::: TEXTO PARA LEITURA :::

Nordeste Transmontano

As Terras de Trás-os-Montes reúnem a maior concentração de mascaradas do mundo

Publicado por Glória Lopes em Qui, 2022-12-22 09:17

Em menos de duas semanas o Nordeste Transmontano concentra uma imensa variedade de celebrações tradicionais ancestrais ligadas às Festas de Inverno. “Esta concentração de festas do ciclo dos 12 dias, no distrito de Bragança e na província de Zamora, é a maior do mundo. Pode acontecer uma festa ou outra num ou noutro ponto da Europa, mas com esta dimensão, em tão pouco tempo, não se conhece outra”, disse António Tiza, presidente da Academia Ibérica da Máscara .
A porta das festividades associadas ao Natal, começam na aldeia de S. Pedro da Silva, no concelho de Miranda do Douro, com a tradição do Velho e da Galdrapa, que se cumpre normalmente no Dia de Santa Lúzia, a 13 de dezembro.
Trata-se de uma celebração ancestral, associado à fertilidade, tal como a maioria das outras Festas de Inverno ou Festas dos Rapazes em vários concelhos do Nordeste Transmontano e da Península de Zamora.
A tradição mantém-se viva em ambos os lados da raia, entre o Natal e o Carnaval, pela carolice e empenho de alguns populares que teimam em não as deixar perder.
As figuras da festa de S. Pedro da Silva são dois casais, um velho que usa uma máscara de cortiça e uma espécie de matrafona, mais dois jovens bailadores, representado o masculino e o feminino, que este ano até eram duas raparigas, uma vez que as tradições foram obrigadas a adaptar-se aos tempos e à falta de gente. “Dão a volta à aldeia para tirar a esmola”, explicou Alfredo Cameirão, da organização.
As ruas de S. Pedro da Silva estavam praticamente desertas, no passado domingo, dia em que se cumpriu a tradição. Tempo de frio, húmido e de escuridão, mas sempre que a procissão se detinha em frente a uma casa, abria-se porta. O proprietário oferecia enchidos e até houve quem desse dois passos de dança para acompanhar a Galdrapa, moça de pé leve e espírito irrequieto.

:::

→ EXERCÍCIO ESCRITO 1: Recolha todas as linhas das entradas que contêm a palavra "rock". Tenha em conta as maiúsculas e minúsculas.
O texto e as entradas têm origens distintas.

::: ENTRADAS FORNECIDAS :::

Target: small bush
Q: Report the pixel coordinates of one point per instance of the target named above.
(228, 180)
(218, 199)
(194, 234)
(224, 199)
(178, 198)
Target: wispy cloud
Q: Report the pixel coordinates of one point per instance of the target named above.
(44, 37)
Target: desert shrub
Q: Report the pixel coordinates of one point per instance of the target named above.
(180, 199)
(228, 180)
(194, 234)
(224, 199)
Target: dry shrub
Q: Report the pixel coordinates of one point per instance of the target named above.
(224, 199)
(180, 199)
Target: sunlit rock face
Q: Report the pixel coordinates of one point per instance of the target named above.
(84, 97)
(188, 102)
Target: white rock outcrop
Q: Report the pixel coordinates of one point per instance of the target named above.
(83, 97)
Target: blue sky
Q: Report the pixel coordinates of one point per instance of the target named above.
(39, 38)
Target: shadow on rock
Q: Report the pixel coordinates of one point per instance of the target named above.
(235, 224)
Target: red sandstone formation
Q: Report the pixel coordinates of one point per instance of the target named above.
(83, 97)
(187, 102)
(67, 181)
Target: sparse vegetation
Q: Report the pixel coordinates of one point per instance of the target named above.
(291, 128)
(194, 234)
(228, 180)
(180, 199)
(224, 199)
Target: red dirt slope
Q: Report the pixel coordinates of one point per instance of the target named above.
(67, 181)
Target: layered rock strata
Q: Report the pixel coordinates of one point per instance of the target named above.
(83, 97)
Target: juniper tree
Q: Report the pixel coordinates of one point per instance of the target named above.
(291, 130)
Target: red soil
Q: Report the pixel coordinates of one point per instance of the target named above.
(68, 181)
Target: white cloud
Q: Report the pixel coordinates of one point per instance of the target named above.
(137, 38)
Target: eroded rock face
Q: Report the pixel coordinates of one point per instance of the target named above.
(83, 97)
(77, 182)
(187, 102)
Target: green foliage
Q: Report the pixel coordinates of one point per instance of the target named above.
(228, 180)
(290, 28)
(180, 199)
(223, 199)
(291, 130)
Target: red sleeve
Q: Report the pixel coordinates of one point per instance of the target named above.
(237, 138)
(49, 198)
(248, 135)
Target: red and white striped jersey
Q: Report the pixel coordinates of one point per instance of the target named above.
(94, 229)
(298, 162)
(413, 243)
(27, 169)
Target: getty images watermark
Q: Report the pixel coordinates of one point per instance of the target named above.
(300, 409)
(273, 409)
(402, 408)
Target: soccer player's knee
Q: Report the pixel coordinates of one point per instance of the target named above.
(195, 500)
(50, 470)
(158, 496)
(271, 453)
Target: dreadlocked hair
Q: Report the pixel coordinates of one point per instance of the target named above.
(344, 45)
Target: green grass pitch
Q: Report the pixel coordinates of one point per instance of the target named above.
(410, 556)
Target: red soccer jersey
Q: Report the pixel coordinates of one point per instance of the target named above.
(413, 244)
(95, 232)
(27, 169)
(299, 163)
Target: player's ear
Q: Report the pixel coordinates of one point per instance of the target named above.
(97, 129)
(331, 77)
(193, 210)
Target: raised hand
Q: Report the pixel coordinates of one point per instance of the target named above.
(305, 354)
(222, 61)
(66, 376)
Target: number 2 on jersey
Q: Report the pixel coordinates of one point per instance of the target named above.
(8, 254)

:::

→ EXERCÍCIO ESCRITO 2: Continue o texto sobre as mascaradas de Trás-os-Montes a partir da última frase apresentada.

→ RESPOSTA AO EXERCÍCIO 1:
Target: sunlit rock face
Target: white rock outcrop
Target: shadow on rock
Target: layered rock strata
Target: eroded rock face

→ RESPOSTA AO EXERCÍCIO 2:
Estas figuras, que mais parecem do Entrudo, desafiam os que encontram, sujeitando-os a inúmeras tropelias.
O velho corcunda, envergando uma máscara de casca de sobreiro, ainda com liquens, é a figura central. Ao pescoço carrega um rosário de bugalhas de carvalho, com cruz em madeira, e na mão outra cruz de cortiça queimada, que dá a beijar a quem encontra. Como está tisnada ficam todos enfarruscados. Cai a cada passo, este velho que vai bebendo vinho de uma bota. Ao seu lado segue a Galdrapa, um homem vestido de mulher, com trajes mirandeses bastante coloridos. Provoca os homens subindo a saia. Leva na mão um pau com bexigas de porco e um ramo para os pendurar os enchidos que lhe ofertam. “Tem permissão para tudo, desde criar algazarra até entrar na casa dos outros habitantantes”, dando conta que esta festa apenas se perdeu nos anos 60 porque “deixou de haver jovens por causa da guerra colonial e da emigração”.
A espécie de cortejo é anunciada pela música, a algazarra não é grande, mas faz-se notar. “O velho trôpego gosta de se meter com as raparigas que encontra e com a própria Galdrapa”, explicou Alfredo Cameirão. A presença do grupo é anunciada por um gaiteiro, uma caixa e um bombo, a cuja música serve para esta comandita bailar a casa passo. É semelhante à maioria das Festas dos Rapazes do Nordeste Transmontano. “No fundo é Festa de Santa Luzia, em termos cristãos, e a Festa do Velho e a Galdrapa em termos pagãos. É uma semana antes do solstício de 20 para 21 de dezembro. Anuncia o advento do grande ciclo das festas”, acrescentou António Tiza.
Esta celebração é um ritual de fertilidade, tal como a maioria das outras associadas às Festas de Inverno em vários concelhos do Douro em ambos os lados da raia, entre o Natal e o Carnaval. “S. Pedro da Silva é a festa preparatória do grande ciclo dos 12 dias que começa 25 de dezembro para terminar a 6 de janeiro, dia de Reis, época de Festas dos Rapazes, Festa de S. Estevão, 26 e 27, Festa de S. João Evangelista, 27, 28 e 29, 31 passagem do ano, como por exemplo, em Vale das Fontes, a Encamisada, em que se faz a despedida do ano velho e a entrada no Ano Novo”, indicou António Tiza, presidente da Academia Ibérica da Máscara.
Antes disso há a Festa da Cabra e do Canhoto, em Cidões, a 31 de outubro, de carácter celta e que é de 40 dias após o equinócio de setembro e para os celtas e o início do ano. “Mas é diferente”, sublinhou o presidente da Academia.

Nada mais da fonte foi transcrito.